| WHAT IS REQUIRED |
Below is a listing. Gather each line of it that contains "before".

| THE RECORDS |
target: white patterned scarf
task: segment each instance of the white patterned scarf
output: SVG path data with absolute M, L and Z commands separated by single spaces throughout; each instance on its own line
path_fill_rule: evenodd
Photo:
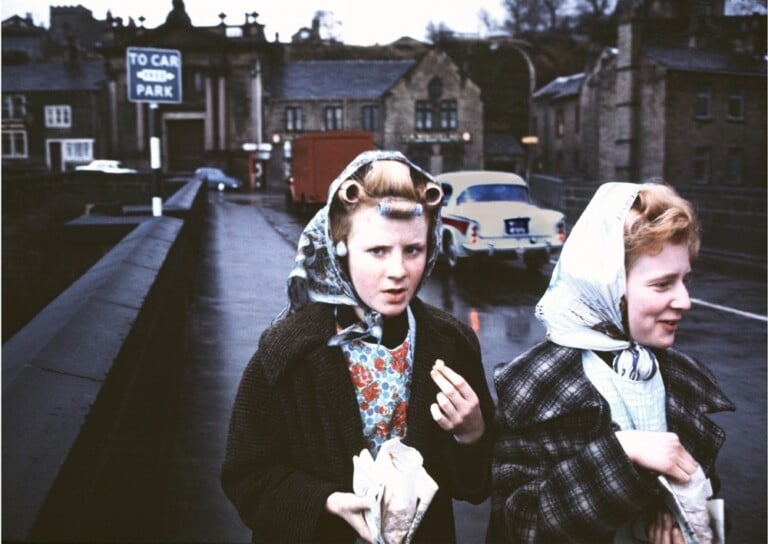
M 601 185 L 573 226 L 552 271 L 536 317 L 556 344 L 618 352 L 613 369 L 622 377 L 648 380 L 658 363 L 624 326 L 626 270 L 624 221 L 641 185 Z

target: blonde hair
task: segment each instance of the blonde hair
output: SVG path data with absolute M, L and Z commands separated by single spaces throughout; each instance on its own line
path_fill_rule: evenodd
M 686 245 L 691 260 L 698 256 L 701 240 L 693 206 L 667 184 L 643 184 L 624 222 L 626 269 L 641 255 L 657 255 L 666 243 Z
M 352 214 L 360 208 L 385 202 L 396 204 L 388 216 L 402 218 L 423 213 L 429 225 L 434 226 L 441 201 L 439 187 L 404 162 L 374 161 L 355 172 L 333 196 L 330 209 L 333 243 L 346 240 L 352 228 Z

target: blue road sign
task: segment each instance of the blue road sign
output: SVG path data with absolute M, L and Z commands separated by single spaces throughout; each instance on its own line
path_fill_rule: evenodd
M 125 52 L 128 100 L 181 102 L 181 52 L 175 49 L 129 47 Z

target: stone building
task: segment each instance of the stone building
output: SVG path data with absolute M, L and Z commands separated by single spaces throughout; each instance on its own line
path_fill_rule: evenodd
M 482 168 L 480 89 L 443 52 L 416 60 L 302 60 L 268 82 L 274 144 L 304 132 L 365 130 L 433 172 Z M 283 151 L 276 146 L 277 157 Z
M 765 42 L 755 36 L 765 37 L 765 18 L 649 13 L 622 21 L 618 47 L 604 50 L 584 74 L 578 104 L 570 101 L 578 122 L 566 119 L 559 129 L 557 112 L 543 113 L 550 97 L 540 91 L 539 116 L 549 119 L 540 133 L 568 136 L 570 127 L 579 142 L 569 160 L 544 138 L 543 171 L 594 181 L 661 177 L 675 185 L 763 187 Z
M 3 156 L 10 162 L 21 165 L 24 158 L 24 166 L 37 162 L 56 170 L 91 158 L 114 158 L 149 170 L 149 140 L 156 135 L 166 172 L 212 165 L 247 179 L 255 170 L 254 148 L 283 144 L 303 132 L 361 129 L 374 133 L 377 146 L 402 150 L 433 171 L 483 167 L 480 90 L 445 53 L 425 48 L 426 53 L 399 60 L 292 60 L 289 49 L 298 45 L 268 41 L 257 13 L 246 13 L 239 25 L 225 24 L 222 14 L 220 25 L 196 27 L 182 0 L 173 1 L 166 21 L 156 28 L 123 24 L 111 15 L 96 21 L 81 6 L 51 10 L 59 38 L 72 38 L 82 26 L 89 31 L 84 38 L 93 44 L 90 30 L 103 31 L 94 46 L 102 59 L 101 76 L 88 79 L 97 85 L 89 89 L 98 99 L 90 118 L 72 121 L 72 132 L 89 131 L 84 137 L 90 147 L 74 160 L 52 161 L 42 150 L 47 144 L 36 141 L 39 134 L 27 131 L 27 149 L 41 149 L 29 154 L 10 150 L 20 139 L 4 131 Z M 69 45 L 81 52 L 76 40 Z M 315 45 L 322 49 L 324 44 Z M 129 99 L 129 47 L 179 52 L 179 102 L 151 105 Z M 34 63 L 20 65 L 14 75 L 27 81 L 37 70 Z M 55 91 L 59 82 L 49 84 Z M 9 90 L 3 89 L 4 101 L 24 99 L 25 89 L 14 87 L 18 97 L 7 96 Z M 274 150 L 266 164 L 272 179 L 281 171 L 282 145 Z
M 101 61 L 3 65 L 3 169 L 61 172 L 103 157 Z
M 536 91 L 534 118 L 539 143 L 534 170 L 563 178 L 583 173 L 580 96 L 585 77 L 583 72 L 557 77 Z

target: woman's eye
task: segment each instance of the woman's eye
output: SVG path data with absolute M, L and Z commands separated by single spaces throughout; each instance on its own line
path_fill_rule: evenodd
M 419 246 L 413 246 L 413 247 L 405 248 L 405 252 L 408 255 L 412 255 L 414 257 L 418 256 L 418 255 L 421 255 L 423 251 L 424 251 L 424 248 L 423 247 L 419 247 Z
...
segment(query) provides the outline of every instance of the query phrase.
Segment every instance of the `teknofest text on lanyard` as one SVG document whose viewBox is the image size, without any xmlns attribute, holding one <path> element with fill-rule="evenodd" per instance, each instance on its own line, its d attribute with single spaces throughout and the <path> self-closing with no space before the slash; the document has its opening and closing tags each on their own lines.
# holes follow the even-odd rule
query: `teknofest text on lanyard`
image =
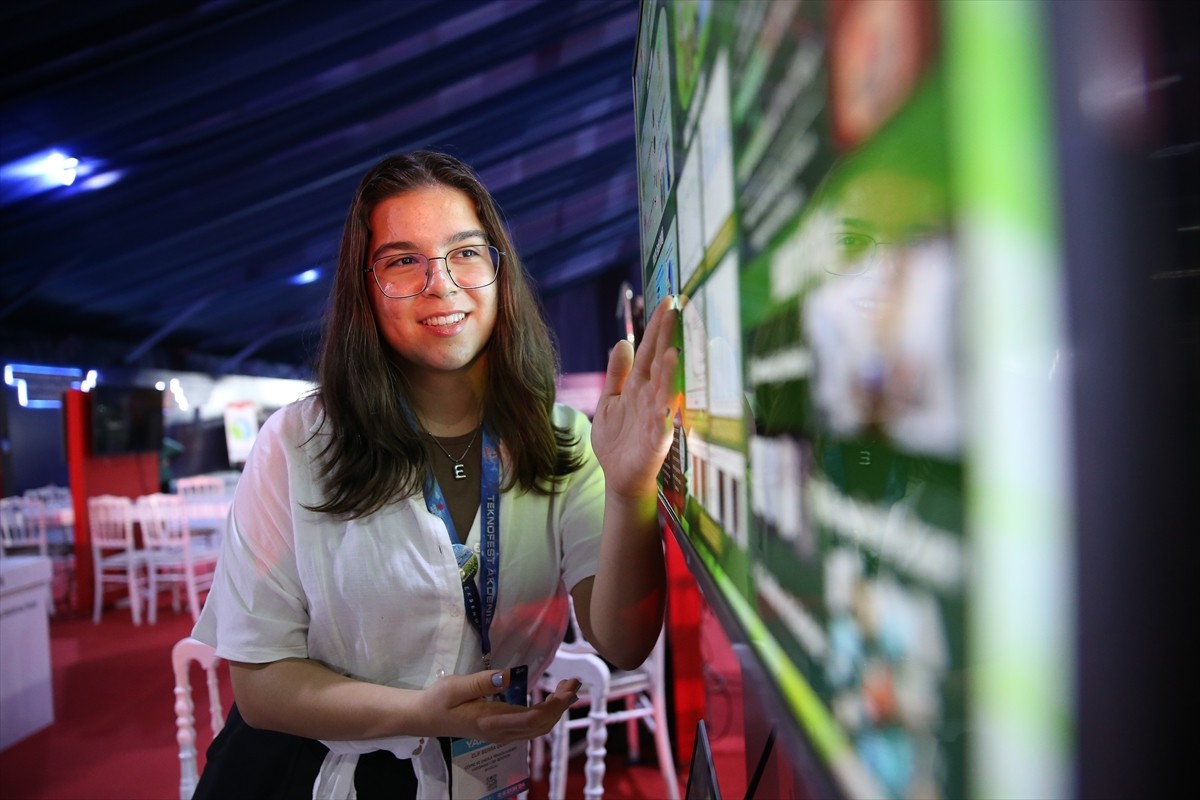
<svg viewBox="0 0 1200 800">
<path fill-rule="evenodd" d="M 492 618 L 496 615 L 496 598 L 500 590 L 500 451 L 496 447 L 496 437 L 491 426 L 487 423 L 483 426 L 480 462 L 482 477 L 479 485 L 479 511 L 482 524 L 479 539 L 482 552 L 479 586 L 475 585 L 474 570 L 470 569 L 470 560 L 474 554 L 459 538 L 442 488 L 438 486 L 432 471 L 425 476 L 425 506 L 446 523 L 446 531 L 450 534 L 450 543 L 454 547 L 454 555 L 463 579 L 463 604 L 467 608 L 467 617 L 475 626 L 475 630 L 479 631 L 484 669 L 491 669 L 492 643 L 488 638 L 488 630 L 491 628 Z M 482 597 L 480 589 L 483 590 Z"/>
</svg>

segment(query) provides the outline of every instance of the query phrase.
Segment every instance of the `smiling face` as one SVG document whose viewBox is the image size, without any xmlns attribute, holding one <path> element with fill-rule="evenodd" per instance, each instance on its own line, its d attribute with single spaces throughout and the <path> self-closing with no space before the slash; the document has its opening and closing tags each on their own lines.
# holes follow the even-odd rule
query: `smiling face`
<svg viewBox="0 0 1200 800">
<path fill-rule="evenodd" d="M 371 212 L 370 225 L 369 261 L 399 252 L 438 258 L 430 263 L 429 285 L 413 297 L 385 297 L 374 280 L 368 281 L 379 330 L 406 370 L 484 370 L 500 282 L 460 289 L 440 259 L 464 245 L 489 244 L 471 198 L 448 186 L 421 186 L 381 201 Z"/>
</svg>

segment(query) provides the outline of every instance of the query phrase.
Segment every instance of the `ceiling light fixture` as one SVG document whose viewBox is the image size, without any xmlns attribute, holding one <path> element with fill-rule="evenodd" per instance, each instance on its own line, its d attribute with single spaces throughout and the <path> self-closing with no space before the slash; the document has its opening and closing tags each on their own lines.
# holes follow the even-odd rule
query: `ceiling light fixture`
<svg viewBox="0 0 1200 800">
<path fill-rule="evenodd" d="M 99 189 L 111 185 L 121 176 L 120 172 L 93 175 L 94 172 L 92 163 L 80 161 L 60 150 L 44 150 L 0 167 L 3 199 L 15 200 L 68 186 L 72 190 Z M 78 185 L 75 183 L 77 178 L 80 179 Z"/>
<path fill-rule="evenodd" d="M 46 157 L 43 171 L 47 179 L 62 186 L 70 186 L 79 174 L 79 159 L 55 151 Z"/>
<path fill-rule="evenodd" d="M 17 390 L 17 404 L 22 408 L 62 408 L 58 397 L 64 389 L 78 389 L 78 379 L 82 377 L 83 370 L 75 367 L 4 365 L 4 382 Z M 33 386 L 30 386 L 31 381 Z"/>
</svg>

| RESPONSE AREA |
Segment every instance of the `teknofest text on lanyard` as one SVG document whose viewBox is the image size, without any xmlns attribute, holding one <path> element with fill-rule="evenodd" per instance, each instance on its own line, its d attribute with single spaces throughout and the <path> self-closing with no space before the slash; the document has its opening and closing tags each on their own lines.
Segment every instance of the `smiling face` as one SVG document whose viewBox is the image size, without any xmlns attribute, holding one <path> element with fill-rule="evenodd" per instance, each instance on its own line, its d attribute with single spaces throughout and the <path> self-closing with no space before the slash; the document has its opening and closing tags each on their own lines.
Segment every instance of the `ceiling light fixture` as one SVG document whose viewBox is the image size, without any xmlns attribute, holding one <path> element with fill-rule="evenodd" per instance, each instance on its own line, its d attribute with single spaces throughout and the <path> self-closing with no space before the slash; the document has its opening and closing tags each on their own lines.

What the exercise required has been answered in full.